Given instruction: From the listing below, extract word for word the lines running from the line with "of the chopped" up to and including the line with "496], [556, 217]]".
─── Source records ───
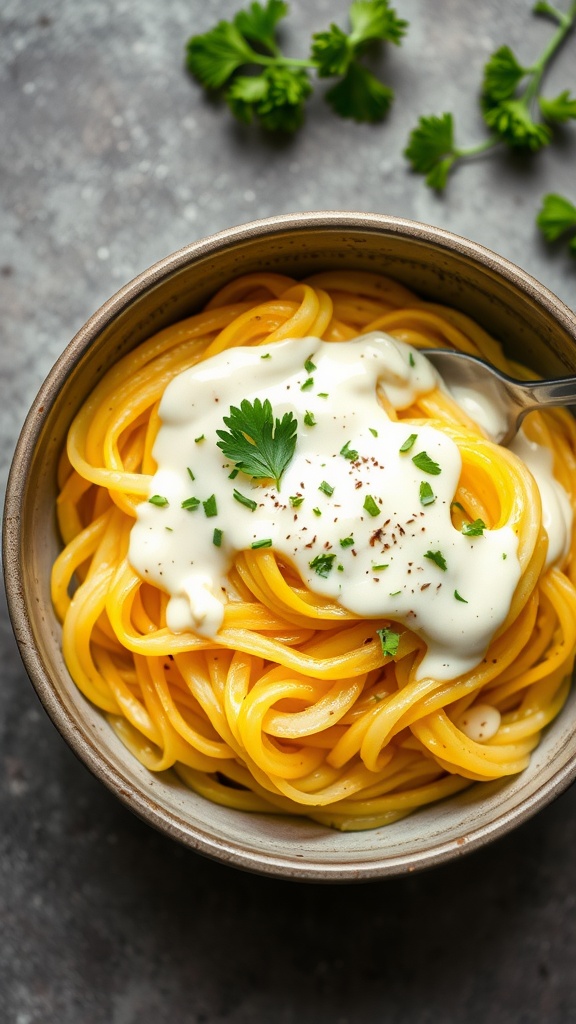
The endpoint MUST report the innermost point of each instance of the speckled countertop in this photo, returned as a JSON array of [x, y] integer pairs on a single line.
[[110, 159]]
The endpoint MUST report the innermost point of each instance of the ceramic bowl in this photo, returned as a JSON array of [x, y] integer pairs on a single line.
[[534, 326]]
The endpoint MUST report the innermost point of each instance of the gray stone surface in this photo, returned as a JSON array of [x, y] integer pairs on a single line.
[[111, 158]]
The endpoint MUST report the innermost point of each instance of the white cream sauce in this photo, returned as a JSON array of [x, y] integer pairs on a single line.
[[385, 571]]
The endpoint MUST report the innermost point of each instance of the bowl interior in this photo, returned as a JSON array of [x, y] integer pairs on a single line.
[[535, 328]]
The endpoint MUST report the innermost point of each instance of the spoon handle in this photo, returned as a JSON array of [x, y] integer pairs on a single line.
[[538, 393]]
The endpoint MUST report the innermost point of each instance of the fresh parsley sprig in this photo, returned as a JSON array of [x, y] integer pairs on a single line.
[[258, 444], [243, 60], [515, 111], [557, 217]]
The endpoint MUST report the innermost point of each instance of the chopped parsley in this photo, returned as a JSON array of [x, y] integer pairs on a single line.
[[438, 557], [191, 504], [247, 502], [427, 496], [348, 453], [210, 507], [389, 641], [322, 564], [427, 465], [475, 528], [408, 442], [370, 506]]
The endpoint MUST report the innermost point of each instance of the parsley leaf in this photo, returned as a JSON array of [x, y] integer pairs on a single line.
[[513, 111], [258, 444], [210, 507], [348, 453], [322, 564], [370, 506], [475, 528], [389, 642], [438, 557], [425, 464], [408, 442], [242, 59], [427, 496], [556, 217]]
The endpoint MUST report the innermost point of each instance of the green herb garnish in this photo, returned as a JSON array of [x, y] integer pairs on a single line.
[[370, 506], [247, 502], [427, 496], [210, 508], [515, 111], [557, 217], [408, 442], [258, 444], [475, 528], [348, 453], [438, 557], [389, 641], [322, 564], [242, 59], [191, 504], [427, 465]]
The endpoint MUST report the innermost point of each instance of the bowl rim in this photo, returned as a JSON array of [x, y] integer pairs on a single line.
[[169, 821]]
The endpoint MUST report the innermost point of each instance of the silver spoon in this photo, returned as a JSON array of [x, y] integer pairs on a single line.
[[510, 399]]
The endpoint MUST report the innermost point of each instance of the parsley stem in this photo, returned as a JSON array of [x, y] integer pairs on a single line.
[[565, 23]]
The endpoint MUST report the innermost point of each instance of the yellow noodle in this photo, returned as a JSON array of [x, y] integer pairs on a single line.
[[293, 708]]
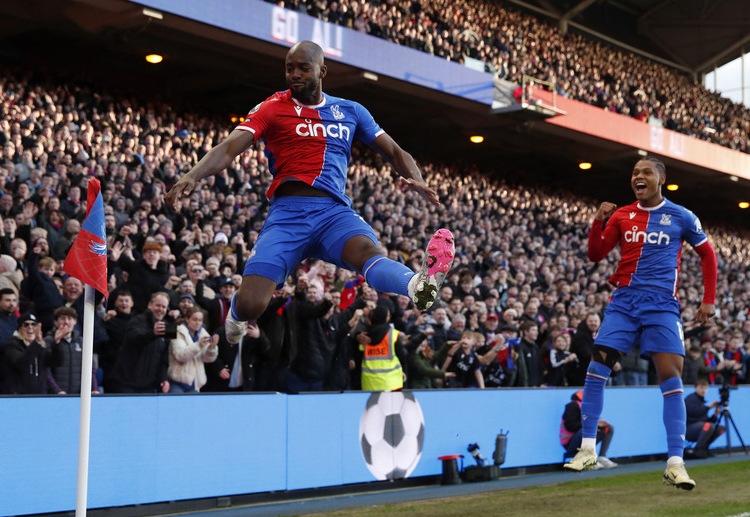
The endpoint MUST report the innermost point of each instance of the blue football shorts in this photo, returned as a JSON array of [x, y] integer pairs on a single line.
[[647, 317], [300, 227]]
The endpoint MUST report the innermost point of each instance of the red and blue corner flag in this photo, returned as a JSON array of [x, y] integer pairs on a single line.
[[87, 258]]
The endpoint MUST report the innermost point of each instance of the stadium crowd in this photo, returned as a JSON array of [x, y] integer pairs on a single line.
[[512, 44], [520, 307]]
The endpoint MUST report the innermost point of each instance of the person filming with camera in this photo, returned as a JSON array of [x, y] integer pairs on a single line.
[[702, 428]]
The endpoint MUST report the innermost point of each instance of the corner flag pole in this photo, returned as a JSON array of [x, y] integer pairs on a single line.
[[85, 418]]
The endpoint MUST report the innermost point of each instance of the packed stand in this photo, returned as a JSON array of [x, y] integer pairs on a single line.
[[513, 44], [521, 306]]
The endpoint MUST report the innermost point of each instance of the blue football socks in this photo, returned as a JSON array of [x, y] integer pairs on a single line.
[[593, 397], [387, 276], [232, 309], [674, 415]]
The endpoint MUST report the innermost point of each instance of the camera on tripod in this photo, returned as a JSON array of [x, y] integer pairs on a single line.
[[726, 376]]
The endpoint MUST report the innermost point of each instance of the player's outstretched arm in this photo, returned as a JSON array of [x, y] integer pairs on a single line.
[[217, 159], [403, 162], [600, 244], [709, 267]]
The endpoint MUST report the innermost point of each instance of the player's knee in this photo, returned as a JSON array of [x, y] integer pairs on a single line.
[[606, 355]]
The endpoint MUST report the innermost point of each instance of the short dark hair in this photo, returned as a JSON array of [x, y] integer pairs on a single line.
[[657, 163]]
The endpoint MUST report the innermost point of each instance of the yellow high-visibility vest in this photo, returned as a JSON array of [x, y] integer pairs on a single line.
[[381, 369]]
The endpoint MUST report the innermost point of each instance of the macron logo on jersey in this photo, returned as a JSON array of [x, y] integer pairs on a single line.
[[659, 238], [307, 128]]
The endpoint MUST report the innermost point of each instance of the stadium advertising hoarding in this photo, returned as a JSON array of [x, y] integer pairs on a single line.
[[274, 24], [149, 449]]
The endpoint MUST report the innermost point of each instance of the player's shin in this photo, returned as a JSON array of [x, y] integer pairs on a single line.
[[593, 400], [386, 275], [674, 415]]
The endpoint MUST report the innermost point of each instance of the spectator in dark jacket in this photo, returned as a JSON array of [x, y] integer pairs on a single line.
[[40, 288], [116, 323], [422, 372], [313, 351], [145, 276], [571, 432], [702, 428], [582, 345], [142, 361], [237, 367], [8, 318], [65, 377], [26, 358]]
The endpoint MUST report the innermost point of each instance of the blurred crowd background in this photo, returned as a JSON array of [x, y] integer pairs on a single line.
[[521, 306]]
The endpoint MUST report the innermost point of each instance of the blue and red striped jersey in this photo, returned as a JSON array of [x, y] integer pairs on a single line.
[[650, 242], [312, 144]]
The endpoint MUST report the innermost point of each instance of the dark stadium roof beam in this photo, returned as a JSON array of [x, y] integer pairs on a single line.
[[580, 7]]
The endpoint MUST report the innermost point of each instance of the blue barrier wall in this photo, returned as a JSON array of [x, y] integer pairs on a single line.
[[147, 449]]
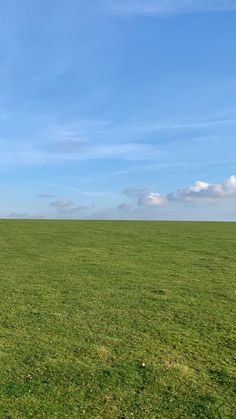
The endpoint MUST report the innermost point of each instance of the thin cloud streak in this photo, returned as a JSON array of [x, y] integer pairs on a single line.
[[164, 8]]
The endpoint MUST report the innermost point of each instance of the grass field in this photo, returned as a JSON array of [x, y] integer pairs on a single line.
[[117, 319]]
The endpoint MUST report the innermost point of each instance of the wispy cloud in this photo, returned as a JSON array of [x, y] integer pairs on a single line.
[[67, 207], [170, 7]]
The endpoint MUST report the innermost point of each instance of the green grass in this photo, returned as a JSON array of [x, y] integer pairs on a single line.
[[84, 304]]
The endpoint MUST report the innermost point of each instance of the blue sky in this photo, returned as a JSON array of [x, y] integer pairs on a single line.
[[118, 109]]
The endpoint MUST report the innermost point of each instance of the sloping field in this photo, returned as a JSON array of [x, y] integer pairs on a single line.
[[117, 319]]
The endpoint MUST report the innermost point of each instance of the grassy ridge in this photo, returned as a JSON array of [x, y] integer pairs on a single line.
[[84, 304]]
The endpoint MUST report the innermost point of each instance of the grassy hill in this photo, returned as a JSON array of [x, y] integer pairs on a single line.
[[117, 319]]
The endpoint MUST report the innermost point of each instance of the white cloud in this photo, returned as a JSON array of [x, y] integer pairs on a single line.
[[169, 7], [199, 192], [204, 190], [152, 199]]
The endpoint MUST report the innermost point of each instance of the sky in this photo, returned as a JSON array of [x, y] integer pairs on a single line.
[[118, 109]]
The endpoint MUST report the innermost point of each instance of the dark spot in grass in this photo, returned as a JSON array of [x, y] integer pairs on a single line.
[[159, 292], [221, 377]]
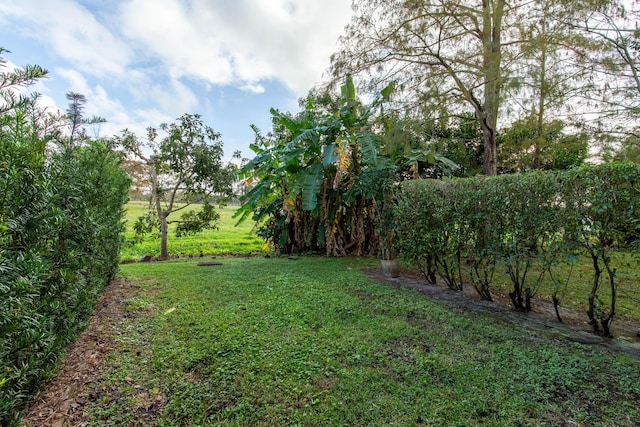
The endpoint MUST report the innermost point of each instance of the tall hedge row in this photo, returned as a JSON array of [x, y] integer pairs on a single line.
[[460, 229], [61, 218]]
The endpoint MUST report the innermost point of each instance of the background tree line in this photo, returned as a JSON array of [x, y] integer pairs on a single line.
[[62, 199]]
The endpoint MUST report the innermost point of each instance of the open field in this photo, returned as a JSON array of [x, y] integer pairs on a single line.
[[240, 240], [227, 239], [314, 341]]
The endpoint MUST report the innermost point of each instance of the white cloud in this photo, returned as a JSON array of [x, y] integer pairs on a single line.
[[73, 32], [241, 42], [253, 88]]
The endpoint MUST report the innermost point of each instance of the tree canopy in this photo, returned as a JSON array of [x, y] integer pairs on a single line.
[[184, 167]]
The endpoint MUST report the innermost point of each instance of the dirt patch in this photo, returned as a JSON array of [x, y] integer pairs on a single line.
[[61, 401], [540, 321]]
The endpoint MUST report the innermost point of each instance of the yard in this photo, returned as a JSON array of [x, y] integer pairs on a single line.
[[317, 341]]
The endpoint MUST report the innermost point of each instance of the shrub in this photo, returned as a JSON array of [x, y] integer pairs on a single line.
[[520, 219], [61, 218]]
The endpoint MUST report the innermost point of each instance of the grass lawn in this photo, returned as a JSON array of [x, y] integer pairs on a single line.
[[226, 239], [313, 341]]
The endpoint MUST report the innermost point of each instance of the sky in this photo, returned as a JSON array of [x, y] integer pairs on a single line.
[[141, 63]]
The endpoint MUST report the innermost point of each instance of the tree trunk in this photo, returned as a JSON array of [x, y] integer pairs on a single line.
[[492, 31], [164, 253]]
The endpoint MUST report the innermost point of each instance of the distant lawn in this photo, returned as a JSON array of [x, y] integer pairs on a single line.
[[227, 239], [314, 342]]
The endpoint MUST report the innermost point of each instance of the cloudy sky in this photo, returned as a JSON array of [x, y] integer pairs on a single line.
[[144, 62]]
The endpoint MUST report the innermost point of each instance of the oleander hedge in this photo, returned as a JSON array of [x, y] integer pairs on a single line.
[[61, 224], [460, 228]]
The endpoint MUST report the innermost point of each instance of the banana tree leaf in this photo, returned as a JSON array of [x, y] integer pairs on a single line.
[[329, 155], [311, 188], [368, 147]]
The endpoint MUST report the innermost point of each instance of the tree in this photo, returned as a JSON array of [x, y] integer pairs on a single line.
[[12, 81], [529, 145], [446, 51], [185, 167], [614, 27]]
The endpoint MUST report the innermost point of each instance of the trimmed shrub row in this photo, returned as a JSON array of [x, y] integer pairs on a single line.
[[459, 229], [61, 219]]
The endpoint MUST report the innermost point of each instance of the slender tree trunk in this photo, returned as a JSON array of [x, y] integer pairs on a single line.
[[164, 253], [492, 31], [594, 290], [537, 162]]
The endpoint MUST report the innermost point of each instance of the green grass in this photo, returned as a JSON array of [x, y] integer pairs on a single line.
[[580, 273], [226, 239], [313, 341]]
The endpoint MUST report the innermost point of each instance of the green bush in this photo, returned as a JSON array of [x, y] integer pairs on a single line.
[[519, 219], [61, 219]]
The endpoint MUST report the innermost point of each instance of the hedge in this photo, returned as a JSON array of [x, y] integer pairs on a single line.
[[61, 223], [460, 228]]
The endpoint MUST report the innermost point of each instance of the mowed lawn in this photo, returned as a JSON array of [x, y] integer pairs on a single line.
[[314, 341], [227, 238]]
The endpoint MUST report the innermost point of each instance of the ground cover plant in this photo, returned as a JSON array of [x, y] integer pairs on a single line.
[[314, 341], [227, 238]]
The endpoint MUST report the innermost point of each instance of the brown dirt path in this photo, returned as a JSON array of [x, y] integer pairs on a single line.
[[61, 401]]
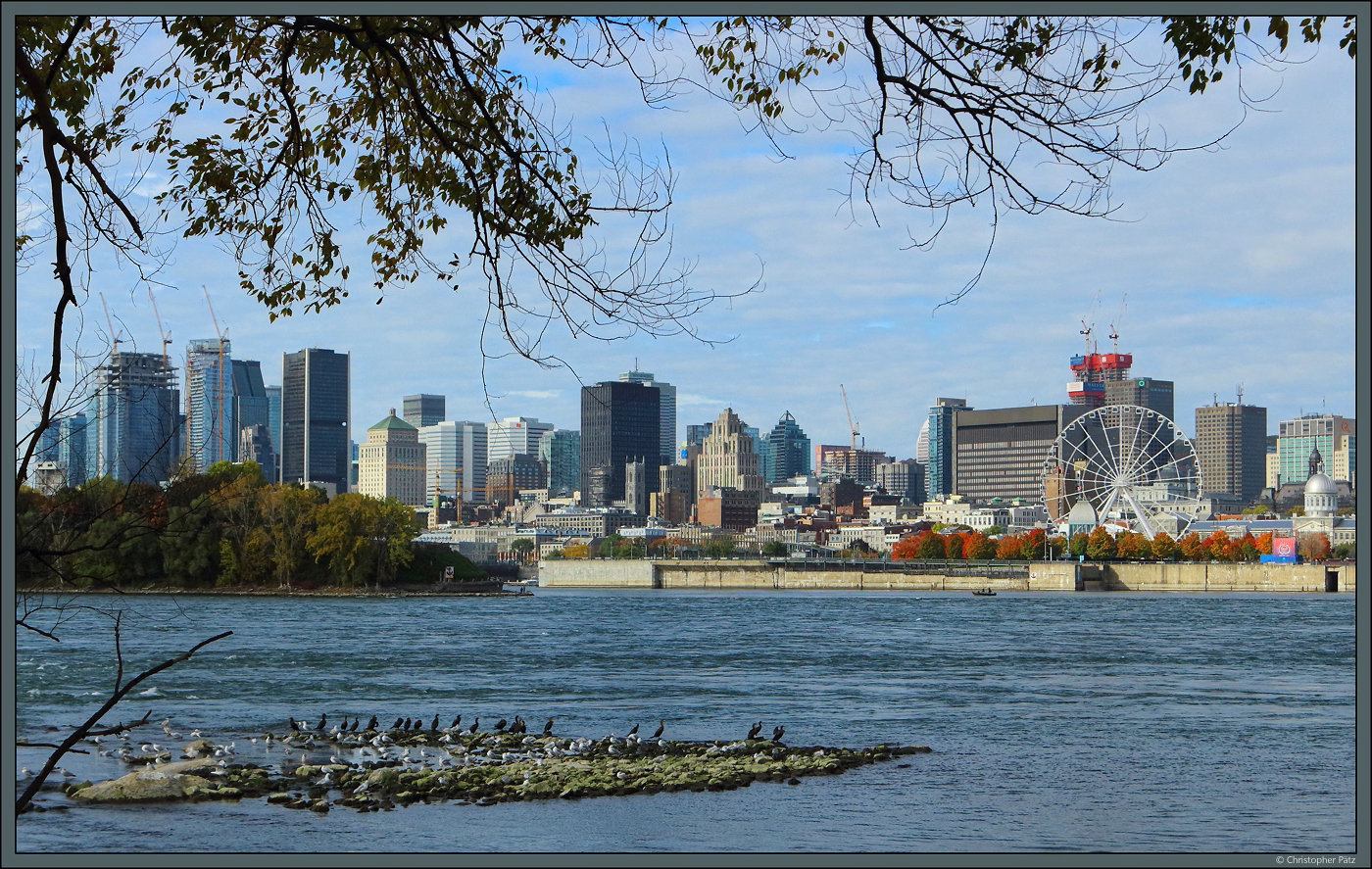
───
Written reply:
The endpoint MUST report the innermost point of each instance of the chopped parsley in this photo, returned as a JSON array of [x, y] integer pairs on a single line.
[[438, 557], [191, 504], [247, 502], [427, 496], [348, 453], [210, 507], [389, 641], [322, 564], [427, 465], [475, 528], [408, 442], [370, 506]]
The endpoint MUST report the innermost point of each instance of the parsley leaf in this photo, returned as a JSON array of [x, y] integer pairs on a single line.
[[513, 111], [258, 444], [210, 507], [348, 453], [322, 564], [370, 506], [475, 528], [389, 642], [438, 557], [425, 464], [408, 442], [242, 59], [427, 496], [556, 217]]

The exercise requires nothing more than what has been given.